YOUR GOAL: How many lines of the records below contain the word "pixels"? Tally them and give only the number.

(Items drawn from a data source)
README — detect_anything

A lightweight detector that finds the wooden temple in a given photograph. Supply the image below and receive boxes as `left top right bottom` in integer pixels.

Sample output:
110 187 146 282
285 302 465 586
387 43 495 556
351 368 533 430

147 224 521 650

WRITTEN RESPONSE: 1